Could you return the full listing below exactly as it appears?

◇ ◇ ◇ ◇

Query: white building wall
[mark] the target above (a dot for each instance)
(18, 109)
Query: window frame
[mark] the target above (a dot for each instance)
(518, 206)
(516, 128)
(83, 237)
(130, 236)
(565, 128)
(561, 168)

◇ ◇ ◇ ◇

▶ Result of this exercise
Query: white building wall
[mark] the target above (a dot for each instance)
(18, 109)
Query: window frame
[mark] the target above (a dot for each instance)
(518, 206)
(516, 128)
(83, 237)
(130, 236)
(565, 128)
(561, 168)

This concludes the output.